#### AVAILABLE RECORDS:
- - -

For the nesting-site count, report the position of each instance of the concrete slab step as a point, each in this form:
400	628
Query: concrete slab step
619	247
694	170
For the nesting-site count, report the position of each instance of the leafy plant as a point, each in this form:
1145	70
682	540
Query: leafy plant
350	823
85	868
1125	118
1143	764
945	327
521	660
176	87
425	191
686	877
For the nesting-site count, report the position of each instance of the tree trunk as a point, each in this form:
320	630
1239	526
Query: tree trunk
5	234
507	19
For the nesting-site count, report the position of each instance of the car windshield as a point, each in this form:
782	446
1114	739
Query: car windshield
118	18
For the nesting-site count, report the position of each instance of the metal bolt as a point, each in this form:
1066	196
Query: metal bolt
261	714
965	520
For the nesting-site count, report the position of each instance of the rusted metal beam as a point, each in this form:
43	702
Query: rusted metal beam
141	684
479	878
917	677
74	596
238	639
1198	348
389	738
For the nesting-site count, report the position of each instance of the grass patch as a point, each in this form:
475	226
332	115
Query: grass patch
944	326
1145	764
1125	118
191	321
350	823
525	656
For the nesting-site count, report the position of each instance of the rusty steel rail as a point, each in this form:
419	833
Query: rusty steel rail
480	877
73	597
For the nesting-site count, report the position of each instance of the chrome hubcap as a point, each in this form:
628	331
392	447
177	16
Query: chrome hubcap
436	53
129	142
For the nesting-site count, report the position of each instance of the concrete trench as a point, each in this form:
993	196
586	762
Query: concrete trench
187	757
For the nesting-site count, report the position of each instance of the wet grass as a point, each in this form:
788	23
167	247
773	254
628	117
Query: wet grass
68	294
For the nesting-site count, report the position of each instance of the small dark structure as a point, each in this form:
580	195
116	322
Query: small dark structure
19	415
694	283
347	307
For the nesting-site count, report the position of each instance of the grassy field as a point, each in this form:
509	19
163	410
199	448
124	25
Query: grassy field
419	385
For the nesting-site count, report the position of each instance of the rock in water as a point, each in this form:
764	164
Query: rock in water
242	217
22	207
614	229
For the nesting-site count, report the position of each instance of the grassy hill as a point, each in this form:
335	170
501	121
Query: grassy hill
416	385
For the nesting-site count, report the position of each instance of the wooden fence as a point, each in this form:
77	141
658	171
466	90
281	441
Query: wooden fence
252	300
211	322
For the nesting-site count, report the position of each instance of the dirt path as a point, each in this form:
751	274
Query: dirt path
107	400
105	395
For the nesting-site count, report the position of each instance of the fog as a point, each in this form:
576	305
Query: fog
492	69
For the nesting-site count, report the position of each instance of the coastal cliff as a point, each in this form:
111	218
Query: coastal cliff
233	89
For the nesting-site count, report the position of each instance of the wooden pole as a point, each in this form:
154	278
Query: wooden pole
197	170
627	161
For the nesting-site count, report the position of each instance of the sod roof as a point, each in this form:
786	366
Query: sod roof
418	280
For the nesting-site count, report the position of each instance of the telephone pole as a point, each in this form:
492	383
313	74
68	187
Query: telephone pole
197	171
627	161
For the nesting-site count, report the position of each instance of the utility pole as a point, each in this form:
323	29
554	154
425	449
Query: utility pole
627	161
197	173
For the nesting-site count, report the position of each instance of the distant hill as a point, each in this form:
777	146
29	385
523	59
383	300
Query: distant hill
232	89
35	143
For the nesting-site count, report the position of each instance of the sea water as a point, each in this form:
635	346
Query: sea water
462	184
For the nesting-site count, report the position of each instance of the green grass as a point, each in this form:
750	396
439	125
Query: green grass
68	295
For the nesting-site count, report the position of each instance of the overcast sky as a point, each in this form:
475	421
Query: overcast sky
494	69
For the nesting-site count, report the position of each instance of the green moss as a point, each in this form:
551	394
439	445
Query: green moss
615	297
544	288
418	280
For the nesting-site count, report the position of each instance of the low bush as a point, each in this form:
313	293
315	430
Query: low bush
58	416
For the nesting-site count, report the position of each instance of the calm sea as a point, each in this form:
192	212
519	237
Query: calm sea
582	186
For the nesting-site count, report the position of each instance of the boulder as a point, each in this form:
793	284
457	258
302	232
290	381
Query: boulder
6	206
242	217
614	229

- - -

#### DIRECTIONS:
Lay out the lines above as a Markdown table with columns No. and Text, from the line containing "of the calm" through the last line, both included. Put a row number in No. and the line itself in Text, and skip any blank lines.

#### RESULT:
| No. | Text |
|---|---|
| 1 | For the nesting-site count, report the position of each instance of the calm sea as a point, each in this form: |
| 2 | 192	212 |
| 3 | 519	237 |
| 4 | Query: calm sea |
| 5 | 582	186 |
| 6 | For the nesting-site count, report the position of each instance of the boulder as a point, each in this form: |
| 7 | 793	284 |
| 8 | 457	258 |
| 9 | 302	232 |
| 10 | 290	381 |
| 11 | Query: boulder |
| 12 | 6	206 |
| 13 | 242	217 |
| 14 | 614	229 |